Goal of the exercise: Below are some records. Print all of them exactly as they appear.

Available data:
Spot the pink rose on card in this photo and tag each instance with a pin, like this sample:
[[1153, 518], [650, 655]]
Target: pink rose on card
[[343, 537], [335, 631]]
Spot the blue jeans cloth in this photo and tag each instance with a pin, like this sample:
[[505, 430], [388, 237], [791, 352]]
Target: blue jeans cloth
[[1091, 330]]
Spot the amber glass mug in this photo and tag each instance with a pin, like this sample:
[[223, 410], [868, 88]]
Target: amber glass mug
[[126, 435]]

Written response:
Spot the pink rose on card in this photo and tag each instance with a pin, like this sample:
[[1153, 518], [650, 655]]
Target: pink rose on card
[[343, 537], [335, 631]]
Spot the blue jeans cloth in this photo and tag each instance with a pin, like this sample:
[[505, 430], [388, 237], [791, 352]]
Target: blue jeans cloth
[[1091, 330]]
Spot the amber glass mug in this photo and tag each instance with a pin, like this sample:
[[223, 410], [868, 88]]
Target: amber glass mug
[[126, 435]]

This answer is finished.